Work to do |
Replace "keypoint" with "marker" in the rows from the line containing "Check that every instance of the stone" through the end of the rows. Give back only those lines, with everything else unchanged.

[Dataset rows]
──────────────────────────────

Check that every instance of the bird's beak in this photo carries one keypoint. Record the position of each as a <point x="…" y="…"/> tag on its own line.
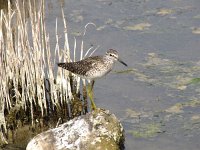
<point x="122" y="62"/>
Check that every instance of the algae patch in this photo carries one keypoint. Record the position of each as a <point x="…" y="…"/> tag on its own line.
<point x="147" y="130"/>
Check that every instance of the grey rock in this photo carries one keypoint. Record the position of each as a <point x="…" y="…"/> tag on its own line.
<point x="97" y="130"/>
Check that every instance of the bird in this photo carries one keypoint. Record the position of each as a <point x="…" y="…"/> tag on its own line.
<point x="92" y="68"/>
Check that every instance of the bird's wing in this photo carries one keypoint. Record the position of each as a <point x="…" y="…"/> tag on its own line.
<point x="81" y="67"/>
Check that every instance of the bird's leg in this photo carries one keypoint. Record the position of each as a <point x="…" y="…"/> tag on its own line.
<point x="91" y="94"/>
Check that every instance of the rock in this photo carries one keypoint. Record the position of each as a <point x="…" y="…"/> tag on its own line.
<point x="97" y="130"/>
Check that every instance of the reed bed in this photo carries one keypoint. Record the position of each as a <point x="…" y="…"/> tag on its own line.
<point x="31" y="88"/>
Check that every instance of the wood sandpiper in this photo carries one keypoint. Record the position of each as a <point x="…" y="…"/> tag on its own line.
<point x="92" y="68"/>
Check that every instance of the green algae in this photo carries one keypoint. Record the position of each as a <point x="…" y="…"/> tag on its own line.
<point x="147" y="130"/>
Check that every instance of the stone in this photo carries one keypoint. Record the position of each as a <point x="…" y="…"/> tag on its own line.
<point x="97" y="130"/>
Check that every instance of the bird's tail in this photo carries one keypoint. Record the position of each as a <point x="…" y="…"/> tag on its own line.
<point x="61" y="65"/>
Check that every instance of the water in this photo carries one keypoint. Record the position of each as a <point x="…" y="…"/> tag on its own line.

──────────────────────────────

Output for this task |
Check that every instance of the stone in this photo carries one marker. Record the position of each as a <point x="…" y="…"/> tag on its own line.
<point x="97" y="130"/>
Check that every instance of the bird's tail in this photo carries one marker. Record the position of each as a <point x="…" y="…"/> tag on its own line.
<point x="61" y="65"/>
Check that every instance of the water in this photo carries one marker. Record the position of each as a <point x="…" y="…"/> tag on its own line.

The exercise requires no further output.